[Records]
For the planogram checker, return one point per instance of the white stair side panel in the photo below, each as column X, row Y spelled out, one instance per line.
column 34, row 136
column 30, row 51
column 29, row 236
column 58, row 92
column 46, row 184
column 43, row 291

» PROBLEM DESCRIPTION
Reproduce every one of the records above word for word, keeping each line unchanged.

» TASK RESPONSE
For the planogram checker, return one point per instance of the white stair side panel in the photo below, each as column X, row Y spelled out, one instance per line.
column 34, row 136
column 30, row 51
column 29, row 236
column 58, row 92
column 46, row 184
column 43, row 291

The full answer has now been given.